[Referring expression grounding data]

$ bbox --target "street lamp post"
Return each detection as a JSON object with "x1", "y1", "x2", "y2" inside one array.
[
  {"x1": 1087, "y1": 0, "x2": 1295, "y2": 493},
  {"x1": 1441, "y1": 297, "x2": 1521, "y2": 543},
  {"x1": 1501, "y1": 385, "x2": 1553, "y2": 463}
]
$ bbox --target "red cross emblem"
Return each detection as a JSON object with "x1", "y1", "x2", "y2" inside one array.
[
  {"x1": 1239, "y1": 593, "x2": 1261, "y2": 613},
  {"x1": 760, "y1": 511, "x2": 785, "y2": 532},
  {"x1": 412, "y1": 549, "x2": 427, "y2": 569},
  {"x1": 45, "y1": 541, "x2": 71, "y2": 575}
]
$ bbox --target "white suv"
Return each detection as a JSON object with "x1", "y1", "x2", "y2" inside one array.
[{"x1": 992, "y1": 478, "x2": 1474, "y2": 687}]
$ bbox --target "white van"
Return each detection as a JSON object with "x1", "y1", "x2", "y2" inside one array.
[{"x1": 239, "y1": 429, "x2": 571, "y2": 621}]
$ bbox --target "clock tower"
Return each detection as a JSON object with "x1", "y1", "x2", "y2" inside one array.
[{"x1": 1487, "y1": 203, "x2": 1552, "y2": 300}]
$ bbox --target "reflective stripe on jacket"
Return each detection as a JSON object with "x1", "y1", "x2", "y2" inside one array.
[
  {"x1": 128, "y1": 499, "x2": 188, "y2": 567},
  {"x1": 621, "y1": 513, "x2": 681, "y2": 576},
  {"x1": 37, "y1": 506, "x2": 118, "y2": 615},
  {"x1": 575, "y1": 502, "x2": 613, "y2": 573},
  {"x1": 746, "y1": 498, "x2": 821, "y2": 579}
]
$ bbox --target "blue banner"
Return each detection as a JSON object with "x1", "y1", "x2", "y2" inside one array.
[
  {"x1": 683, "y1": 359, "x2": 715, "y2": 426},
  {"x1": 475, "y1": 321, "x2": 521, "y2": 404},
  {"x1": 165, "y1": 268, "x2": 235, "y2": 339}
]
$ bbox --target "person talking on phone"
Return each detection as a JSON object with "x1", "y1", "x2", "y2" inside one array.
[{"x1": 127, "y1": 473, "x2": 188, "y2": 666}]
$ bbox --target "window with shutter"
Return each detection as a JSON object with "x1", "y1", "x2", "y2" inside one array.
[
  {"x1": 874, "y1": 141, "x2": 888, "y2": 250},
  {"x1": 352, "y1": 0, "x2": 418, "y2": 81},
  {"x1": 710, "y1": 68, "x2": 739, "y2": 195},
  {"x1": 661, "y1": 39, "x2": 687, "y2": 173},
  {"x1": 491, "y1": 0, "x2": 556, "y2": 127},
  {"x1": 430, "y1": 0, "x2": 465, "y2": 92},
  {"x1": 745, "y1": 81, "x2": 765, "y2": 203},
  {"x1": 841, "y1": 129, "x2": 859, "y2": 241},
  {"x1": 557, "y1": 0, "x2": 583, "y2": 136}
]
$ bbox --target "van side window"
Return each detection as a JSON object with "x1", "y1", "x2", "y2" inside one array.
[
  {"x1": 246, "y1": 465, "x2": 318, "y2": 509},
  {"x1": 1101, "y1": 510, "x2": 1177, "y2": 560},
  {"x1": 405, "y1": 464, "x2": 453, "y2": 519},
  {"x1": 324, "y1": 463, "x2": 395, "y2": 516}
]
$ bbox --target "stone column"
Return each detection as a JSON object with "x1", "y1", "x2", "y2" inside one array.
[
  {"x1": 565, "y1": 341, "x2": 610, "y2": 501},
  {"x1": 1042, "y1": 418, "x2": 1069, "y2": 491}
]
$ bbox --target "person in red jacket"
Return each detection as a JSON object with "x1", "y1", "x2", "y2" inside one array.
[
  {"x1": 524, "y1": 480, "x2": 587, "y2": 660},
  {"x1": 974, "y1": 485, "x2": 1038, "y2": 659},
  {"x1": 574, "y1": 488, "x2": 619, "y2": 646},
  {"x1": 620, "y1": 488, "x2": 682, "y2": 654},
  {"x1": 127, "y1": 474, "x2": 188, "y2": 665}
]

Goal of the exercise: The records must be given again in full, exactly as shown.

Answer to this task:
$ bbox --target "street lamp post"
Return each detection as a JSON object with "x1", "y1", "x2", "y2" inside one array.
[
  {"x1": 1087, "y1": 0, "x2": 1295, "y2": 493},
  {"x1": 1441, "y1": 297, "x2": 1521, "y2": 543},
  {"x1": 1501, "y1": 385, "x2": 1553, "y2": 463}
]
$ bbox --target "red cross emblem"
Return each detection as a JSON object with "x1", "y1", "x2", "y2" inside one array.
[
  {"x1": 1239, "y1": 593, "x2": 1261, "y2": 613},
  {"x1": 760, "y1": 511, "x2": 785, "y2": 532},
  {"x1": 412, "y1": 549, "x2": 427, "y2": 569},
  {"x1": 45, "y1": 541, "x2": 71, "y2": 575}
]
$ bbox --target "white suv"
Return each detection as a JSON object with "x1", "y1", "x2", "y2" inside one array.
[{"x1": 992, "y1": 478, "x2": 1474, "y2": 687}]
$ bbox --target "white van"
Return each detection as a JSON object with "x1", "y1", "x2", "y2" inside one array.
[{"x1": 239, "y1": 429, "x2": 571, "y2": 621}]
$ bbox --target "clock tower"
Return each detection as a JSON object with "x1", "y1", "x2", "y2" inside one array.
[{"x1": 1487, "y1": 203, "x2": 1552, "y2": 300}]
$ bbox --target "reflective stripe on jacket"
Return each detection as a JSON object with "x1", "y1", "x2", "y2" inside one array.
[
  {"x1": 128, "y1": 499, "x2": 188, "y2": 567},
  {"x1": 621, "y1": 513, "x2": 681, "y2": 576},
  {"x1": 37, "y1": 506, "x2": 118, "y2": 615},
  {"x1": 575, "y1": 502, "x2": 613, "y2": 573},
  {"x1": 746, "y1": 498, "x2": 821, "y2": 579}
]
$ bbox --target "blue banner"
Return each detection as a JSON object with "x1", "y1", "x2", "y2" inside one array.
[
  {"x1": 683, "y1": 359, "x2": 715, "y2": 426},
  {"x1": 475, "y1": 321, "x2": 521, "y2": 404},
  {"x1": 165, "y1": 268, "x2": 235, "y2": 339}
]
$ bbox --target "person talking on phone"
Return each detection as a JSON object with "x1", "y1", "x2", "y2" inside one array.
[{"x1": 127, "y1": 473, "x2": 188, "y2": 666}]
$ bbox --target "window with shutter"
Return each detection as a JSON object with "x1", "y1", "x2", "y2" inside one array.
[
  {"x1": 874, "y1": 141, "x2": 888, "y2": 250},
  {"x1": 352, "y1": 0, "x2": 418, "y2": 81},
  {"x1": 710, "y1": 68, "x2": 739, "y2": 195},
  {"x1": 661, "y1": 39, "x2": 687, "y2": 173},
  {"x1": 491, "y1": 0, "x2": 556, "y2": 127},
  {"x1": 430, "y1": 0, "x2": 465, "y2": 92},
  {"x1": 745, "y1": 81, "x2": 765, "y2": 203},
  {"x1": 841, "y1": 129, "x2": 859, "y2": 241},
  {"x1": 557, "y1": 0, "x2": 583, "y2": 136}
]
$ bbox --target "van side window"
Return each detection as a JSON object with "x1", "y1", "x2", "y2" inside one array.
[
  {"x1": 246, "y1": 465, "x2": 318, "y2": 509},
  {"x1": 1101, "y1": 510, "x2": 1177, "y2": 560},
  {"x1": 405, "y1": 464, "x2": 453, "y2": 519},
  {"x1": 324, "y1": 463, "x2": 395, "y2": 516}
]
$ bbox --target "stone column"
Return each detection as a JSON object with "x1", "y1", "x2", "y2" inside one array.
[
  {"x1": 565, "y1": 341, "x2": 610, "y2": 501},
  {"x1": 1042, "y1": 418, "x2": 1069, "y2": 491}
]
$ bbox --target "person in red jacket"
Return each detection as a JSON object with "x1", "y1", "x2", "y2" inside one array.
[
  {"x1": 524, "y1": 480, "x2": 587, "y2": 660},
  {"x1": 974, "y1": 485, "x2": 1038, "y2": 659},
  {"x1": 574, "y1": 488, "x2": 619, "y2": 646},
  {"x1": 620, "y1": 488, "x2": 682, "y2": 654},
  {"x1": 127, "y1": 474, "x2": 188, "y2": 665}
]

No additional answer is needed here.